**WORK REQUIRED**
Below are some records; output all of them exactly.

**ENTRIES SHOWN**
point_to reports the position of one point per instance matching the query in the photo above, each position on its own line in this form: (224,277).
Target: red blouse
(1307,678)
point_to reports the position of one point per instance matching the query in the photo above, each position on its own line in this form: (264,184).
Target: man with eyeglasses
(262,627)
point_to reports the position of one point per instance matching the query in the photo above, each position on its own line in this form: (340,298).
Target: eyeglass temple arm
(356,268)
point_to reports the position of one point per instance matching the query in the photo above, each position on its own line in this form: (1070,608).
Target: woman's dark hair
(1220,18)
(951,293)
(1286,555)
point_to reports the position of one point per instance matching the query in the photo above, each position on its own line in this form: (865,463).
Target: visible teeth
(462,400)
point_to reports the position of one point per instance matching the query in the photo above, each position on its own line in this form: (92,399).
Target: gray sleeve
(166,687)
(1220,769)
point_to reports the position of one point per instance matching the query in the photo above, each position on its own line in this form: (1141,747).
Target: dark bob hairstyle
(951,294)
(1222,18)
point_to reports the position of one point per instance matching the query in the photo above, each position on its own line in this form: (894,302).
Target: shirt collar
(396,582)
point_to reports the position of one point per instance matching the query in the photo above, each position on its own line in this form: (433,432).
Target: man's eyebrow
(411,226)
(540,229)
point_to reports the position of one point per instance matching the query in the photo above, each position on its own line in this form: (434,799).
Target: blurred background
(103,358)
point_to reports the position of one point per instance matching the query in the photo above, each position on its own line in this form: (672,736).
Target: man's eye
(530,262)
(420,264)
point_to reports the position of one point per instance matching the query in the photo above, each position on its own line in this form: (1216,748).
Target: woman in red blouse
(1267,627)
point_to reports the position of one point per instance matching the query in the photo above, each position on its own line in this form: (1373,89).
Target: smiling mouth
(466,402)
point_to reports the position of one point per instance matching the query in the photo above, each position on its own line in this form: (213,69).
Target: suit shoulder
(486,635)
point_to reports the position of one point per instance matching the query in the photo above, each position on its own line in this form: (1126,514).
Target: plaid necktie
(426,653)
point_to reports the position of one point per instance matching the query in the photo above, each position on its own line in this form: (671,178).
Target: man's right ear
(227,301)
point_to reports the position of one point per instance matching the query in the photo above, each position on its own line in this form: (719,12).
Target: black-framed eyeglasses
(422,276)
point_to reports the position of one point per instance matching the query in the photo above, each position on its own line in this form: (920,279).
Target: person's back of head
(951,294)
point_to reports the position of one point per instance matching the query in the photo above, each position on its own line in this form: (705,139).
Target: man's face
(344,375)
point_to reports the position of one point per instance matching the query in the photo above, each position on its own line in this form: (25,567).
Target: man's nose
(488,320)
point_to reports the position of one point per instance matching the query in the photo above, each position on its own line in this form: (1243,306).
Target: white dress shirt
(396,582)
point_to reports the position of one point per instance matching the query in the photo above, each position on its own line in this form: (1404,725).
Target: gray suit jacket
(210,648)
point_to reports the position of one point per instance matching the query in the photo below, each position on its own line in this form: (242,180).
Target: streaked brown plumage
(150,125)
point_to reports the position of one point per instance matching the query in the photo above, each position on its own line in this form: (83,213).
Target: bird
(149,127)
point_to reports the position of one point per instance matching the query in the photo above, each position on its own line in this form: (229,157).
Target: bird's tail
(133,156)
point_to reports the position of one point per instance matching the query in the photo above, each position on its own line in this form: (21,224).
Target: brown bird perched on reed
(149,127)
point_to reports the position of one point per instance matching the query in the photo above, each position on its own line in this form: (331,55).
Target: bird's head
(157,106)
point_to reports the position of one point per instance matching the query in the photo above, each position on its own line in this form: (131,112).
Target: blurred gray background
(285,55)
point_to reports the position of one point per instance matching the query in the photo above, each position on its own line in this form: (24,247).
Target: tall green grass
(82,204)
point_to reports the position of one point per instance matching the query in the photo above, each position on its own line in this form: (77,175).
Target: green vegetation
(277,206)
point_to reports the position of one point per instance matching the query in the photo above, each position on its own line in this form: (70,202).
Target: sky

**RESULT OF THIS EXERCISE**
point_to reports the position of one point per instance matching the query in the photo above, each position on its own line in this form: (224,277).
Target: red blouse
(1307,678)
point_to reports the position of one point per instance matching the query in the photo above, each position on its own line in this form: (264,184).
Target: man with eyeglasses
(262,627)
point_to reports the position of one point per instance matching the query in the photo above, each position on its own line in this form: (340,298).
Target: eyeglass temple arm
(356,268)
point_to reports the position of one point per instance matching the query in the photo above, each position on its own line in this form: (1070,608).
Target: woman's dark hair
(1220,18)
(951,293)
(1286,555)
point_to reports the position of one point per instance matching the query in the photo above, each position on its own line in this form: (865,463).
Target: visible teeth
(462,400)
point_to reports the position of one point per instance matching the query in the photo above, each position on its own line in this form: (92,399).
Target: gray sleeve
(166,687)
(1220,769)
point_to reports the position of one point per instance matching the query in the photo above, each position on its own line in this form: (1141,747).
Target: dark bob hairstyle
(951,294)
(1222,18)
point_to reports the position of one point per instance matching the query in the photo above, each position on its own line in this form: (894,302).
Target: shirt collar
(396,582)
point_to reports the position of one point per instance matching the query in the photo above, each position on its own line in this form: (433,432).
Target: man's eyebrow
(411,226)
(540,229)
point_to reports the position of one point per instance matching the query in the photo above, each position on its own line in this form: (434,799).
Target: blurred background
(103,358)
point_to reports the position of one point per instance matching the query in the photo above, each position on its own line in this form: (672,736).
Target: man's eye
(530,262)
(420,264)
point_to reports the position of one point per instance matching the query in the photo above, each position on its own line in this form: (1216,748).
Target: woman in red blouse
(1267,627)
point_to reports the position of one point per instance matching the query in the photo above, each position on its own line in this form: (1373,89).
Target: smiling mouth
(466,402)
point_to reports the position of one point per instance matching the query in the photo above, each position on its own line in this form: (213,69).
Target: suit shoulder
(486,635)
point_to reports the position of one point per instance matching the query in the photo above, each position on its own line in this form: (1126,514).
Target: plaid necktie
(426,653)
point_to reports the position of one point per instance matching the query in the photo above, each position on its own line in this form: (671,178).
Target: man's right ear
(227,301)
point_to reports the position of one point per instance matching the query in the photo above, each position on its own line in this form: (719,12).
Target: black-framed eyeglasses
(422,276)
point_to reports the position of one point per instance matching the query in the photo above, each position on its own line in this form: (920,279).
Target: person's back of head
(951,294)
point_to reports the position of one point per instance matching the query in the photo above, each position on its own line in this form: (705,139).
Target: man's face
(344,375)
point_to reports the position of one point per instance matching the query in the photo above, each position on its own line in this form: (25,567).
Target: man's nose
(488,320)
point_to reports the position of one point per instance matching the query in the photo above, each position on its own line in this form: (1243,306).
Target: white dress shirt
(396,582)
point_to reports the position of one point per instance matching the query in the photo above, each position on its own line in this form: (1404,725).
Target: gray suit jacket
(210,648)
point_to reports the position of one point per instance matching the query in the photo below, each position on its own line in this form: (242,180).
Target: streaked brown plumage
(150,125)
point_to reports the position of one point per instance matching the query in the photo above, each position on its own line in this form: (83,213).
Target: bird
(149,127)
point_to reports the position of one point per instance matching the query in the photo above, each position on its own line in this form: (229,157).
Target: bird's tail
(133,156)
point_to reports the position of one point per instance matching the query in the photo above, each position on its own line in this form: (21,224).
Target: brown bird perched on reed
(149,127)
point_to reports the position of one point per instance matching the query in the photo above, each position on its own line in this form: (331,55).
Target: bird's head
(157,106)
point_to reports the position of one point per instance matching the query in the photo above, each position on its own line in this form: (131,112).
Target: blurred gray background
(285,55)
point_to reports the position of one point per instance matching the query in the photo above, each position on its own line in this form: (24,247).
Target: tall green grass
(82,204)
point_to reports the position of one point per instance matching the query in the photo above, each position on its own line in this form: (77,175).
Target: green vegetation
(277,206)
point_to reports the position of one point per instance matching the query in the photo above, each position on its own line in this form: (70,202).
Target: sky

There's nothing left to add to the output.